**Records for the task**
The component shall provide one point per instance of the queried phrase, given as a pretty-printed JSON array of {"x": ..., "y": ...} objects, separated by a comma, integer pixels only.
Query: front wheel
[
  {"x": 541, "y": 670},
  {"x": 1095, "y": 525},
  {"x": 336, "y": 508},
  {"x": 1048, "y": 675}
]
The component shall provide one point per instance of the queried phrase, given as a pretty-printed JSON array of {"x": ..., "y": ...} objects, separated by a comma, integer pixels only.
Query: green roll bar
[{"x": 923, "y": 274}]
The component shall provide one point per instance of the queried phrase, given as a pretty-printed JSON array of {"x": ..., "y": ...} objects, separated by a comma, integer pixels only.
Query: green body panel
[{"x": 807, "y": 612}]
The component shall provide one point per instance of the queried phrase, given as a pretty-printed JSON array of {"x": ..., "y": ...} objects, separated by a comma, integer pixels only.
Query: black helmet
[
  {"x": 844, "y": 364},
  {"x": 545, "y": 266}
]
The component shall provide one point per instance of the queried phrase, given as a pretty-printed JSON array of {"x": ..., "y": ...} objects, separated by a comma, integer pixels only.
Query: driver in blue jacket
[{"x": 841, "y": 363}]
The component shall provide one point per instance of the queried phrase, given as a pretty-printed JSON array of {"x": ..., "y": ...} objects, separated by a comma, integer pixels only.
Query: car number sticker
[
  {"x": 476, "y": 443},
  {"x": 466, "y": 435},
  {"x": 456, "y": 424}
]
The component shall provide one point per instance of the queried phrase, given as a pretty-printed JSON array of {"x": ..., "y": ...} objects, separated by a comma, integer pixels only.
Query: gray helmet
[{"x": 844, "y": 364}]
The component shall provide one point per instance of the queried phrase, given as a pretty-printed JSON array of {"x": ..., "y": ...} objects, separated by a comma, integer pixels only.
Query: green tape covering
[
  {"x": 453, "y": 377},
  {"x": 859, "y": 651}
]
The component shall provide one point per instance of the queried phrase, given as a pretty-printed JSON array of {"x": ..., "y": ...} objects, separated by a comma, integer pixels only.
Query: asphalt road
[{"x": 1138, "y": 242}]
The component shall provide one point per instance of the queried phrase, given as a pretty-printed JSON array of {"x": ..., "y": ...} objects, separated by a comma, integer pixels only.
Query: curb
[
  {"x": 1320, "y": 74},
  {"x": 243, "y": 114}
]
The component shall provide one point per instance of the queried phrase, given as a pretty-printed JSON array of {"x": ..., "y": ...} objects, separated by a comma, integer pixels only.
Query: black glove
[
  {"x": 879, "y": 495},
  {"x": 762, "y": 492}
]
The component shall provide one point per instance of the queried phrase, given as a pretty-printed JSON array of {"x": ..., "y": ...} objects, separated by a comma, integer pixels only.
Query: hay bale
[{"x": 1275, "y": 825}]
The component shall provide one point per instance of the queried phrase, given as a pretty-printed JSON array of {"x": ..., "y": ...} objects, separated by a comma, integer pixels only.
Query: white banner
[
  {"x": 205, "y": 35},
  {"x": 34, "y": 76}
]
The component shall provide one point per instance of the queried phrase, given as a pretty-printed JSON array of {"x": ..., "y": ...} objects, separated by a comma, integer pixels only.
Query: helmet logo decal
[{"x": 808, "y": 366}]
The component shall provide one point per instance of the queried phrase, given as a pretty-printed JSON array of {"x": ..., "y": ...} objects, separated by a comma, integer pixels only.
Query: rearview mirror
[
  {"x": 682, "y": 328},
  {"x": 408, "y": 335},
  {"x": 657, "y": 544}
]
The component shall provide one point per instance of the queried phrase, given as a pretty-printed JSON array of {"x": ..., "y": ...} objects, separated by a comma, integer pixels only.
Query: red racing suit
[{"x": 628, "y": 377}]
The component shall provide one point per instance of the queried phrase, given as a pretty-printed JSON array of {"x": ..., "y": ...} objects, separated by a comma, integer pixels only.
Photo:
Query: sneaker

**Problem statement**
Extract the full listing and reproduce each line exactly.

**Final answer**
The component shall provide one point per instance of the queried phrase, given as a pretty-printed JSON array of {"x": ..., "y": ...} objects, separated by a comma, integer pixels only.
Query: front wheel
[
  {"x": 541, "y": 670},
  {"x": 1095, "y": 525},
  {"x": 336, "y": 508},
  {"x": 1048, "y": 675}
]
The component shall provide one point per instance of the queried phrase, given as a pretty-printed JSON array of {"x": ..., "y": ...} objects, separated by a comma, integer pixels only.
Query: green roll bar
[{"x": 923, "y": 274}]
The component shall provide one point per instance of the queried phrase, given as a pretty-printed JSON array of {"x": ..., "y": ...} objects, separated by a comma, integer pixels only.
Query: green body panel
[{"x": 807, "y": 612}]
The component shall provide one point per instance of the queried phrase, given as a pretty-printed JSON array of {"x": ..., "y": ...} objects, separated by a comma, integer pixels only.
Query: black helmet
[
  {"x": 844, "y": 364},
  {"x": 545, "y": 266}
]
The component shall provide one point per instance of the queried phrase, given as a pretty-printed JSON array of {"x": ..., "y": ...} objects, separated by a comma, integer pixels only.
Query: driver in blue jacket
[{"x": 841, "y": 363}]
The component shall provide one point per instance of the queried phrase, given as a pretty-printed JSON array of {"x": ..., "y": ...} objects, separated by a comma, integer pixels only.
Query: car number sticker
[
  {"x": 476, "y": 443},
  {"x": 466, "y": 435},
  {"x": 456, "y": 424}
]
The component shall provide one point per instance of the queried phrase, given as a pretty-printed JSON array of {"x": ..., "y": ...} objects, separated by a comma, integer pixels only.
Query: gray helmet
[{"x": 844, "y": 364}]
The component shall provide one point per instance of the queried phrase, given as a pretty-printed JSON array of {"x": ..., "y": ...} objects, separated by a comma, integer pixels only.
Query: green tape covering
[
  {"x": 453, "y": 377},
  {"x": 859, "y": 651}
]
The component shall provide one point per instance of the queried phrase, given as a pretty-printed JSON array of {"x": ..., "y": ...} objects, separated by a comma, integer pixels only.
Query: asphalt road
[{"x": 1138, "y": 242}]
The component shall provide one point per instance of the queried phrase, given as a pretty-printed JSON array of {"x": ..., "y": ...} objects, separated by a comma, integer pixels only.
Query: curb
[
  {"x": 1320, "y": 74},
  {"x": 243, "y": 114}
]
The component shall provide one point per instance of the queried phrase, given as a pretty-printed JSON array of {"x": ..., "y": ...} objects, separated by a comma, integer pixels only.
Query: black glove
[
  {"x": 879, "y": 495},
  {"x": 762, "y": 492}
]
The component shall provide one point per instance of the queried phrase, given as a pretty-printed JSON array of {"x": ..., "y": ...} objects, separated by a comma, integer pixels only.
Query: hay bale
[{"x": 1275, "y": 825}]
The component shall provide one point per instance of the queried phrase, given as a pretty-printed JSON array of {"x": ..., "y": ...} objects, separated by a comma, integer pixels only.
Query: white banner
[
  {"x": 205, "y": 35},
  {"x": 34, "y": 76}
]
The component shall provide one point per instance of the queried phrase, given as a pretty-printed JSON array of {"x": ..., "y": ...} objects, separated by a comma, integer pixels only.
Query: helmet logo decal
[{"x": 808, "y": 366}]
The component shall provide one point per instance of the queried phrase, given as a pretty-printed JSON array of {"x": ..., "y": ...} objects, separated by a comma, integer pixels only.
Query: rearview mirror
[
  {"x": 682, "y": 328},
  {"x": 408, "y": 335},
  {"x": 657, "y": 544}
]
The component shall provide one point per instance of the queried phrase, given as a pretty-printed JSON array of {"x": ..., "y": ...} objects, separated by a comma, integer pixels only.
Query: red racing suit
[{"x": 628, "y": 377}]
The component shall provide one point per instance of the queried phrase, given as a pretty-printed JSON array of {"x": ..., "y": ...} objects, separated by a comma, integer pixels only.
Photo:
Query: sneaker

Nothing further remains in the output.